* _DATASET EXTRACT_

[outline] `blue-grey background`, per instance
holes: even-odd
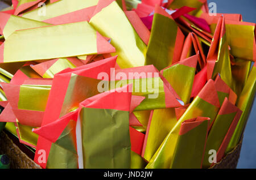
[[[188,0],[189,1],[189,0]],[[217,12],[241,14],[245,22],[256,23],[256,0],[208,0],[217,4]],[[0,10],[7,7],[0,1]],[[256,102],[251,109],[243,137],[237,168],[256,168]]]
[[[256,0],[208,0],[217,4],[217,13],[241,14],[244,22],[256,23]],[[256,100],[243,135],[237,168],[256,168]]]

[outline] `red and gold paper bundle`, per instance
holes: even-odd
[[[0,122],[43,168],[209,168],[241,140],[256,79],[241,15],[207,0],[12,2]]]

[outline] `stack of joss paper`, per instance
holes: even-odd
[[[255,24],[207,0],[13,0],[0,122],[43,168],[209,168],[241,140]]]

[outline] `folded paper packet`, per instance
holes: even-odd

* _EXERCISE_
Copy out every row above verbatim, omitting the pictures.

* _EXERCISE OUTPUT_
[outline] `blue-grey background`, per instance
holes: even-odd
[[[188,0],[189,1],[189,0]],[[217,12],[241,14],[245,22],[256,23],[256,0],[208,0],[217,4]],[[0,10],[7,7],[0,1]],[[256,102],[251,109],[243,137],[237,168],[256,168]]]
[[[256,0],[208,0],[217,4],[217,13],[241,14],[244,22],[256,23]],[[256,100],[243,135],[237,168],[256,168]]]

[outline] `red and gold paper bundle`, per instance
holes: even-odd
[[[0,122],[43,168],[209,168],[241,140],[256,79],[241,15],[207,0],[12,2]]]

[outline] `stack of joss paper`, per instance
holes: even-odd
[[[255,24],[207,0],[13,0],[0,122],[43,168],[209,168],[241,140]]]

[outline] `folded paper packet`, per instance
holes: even-odd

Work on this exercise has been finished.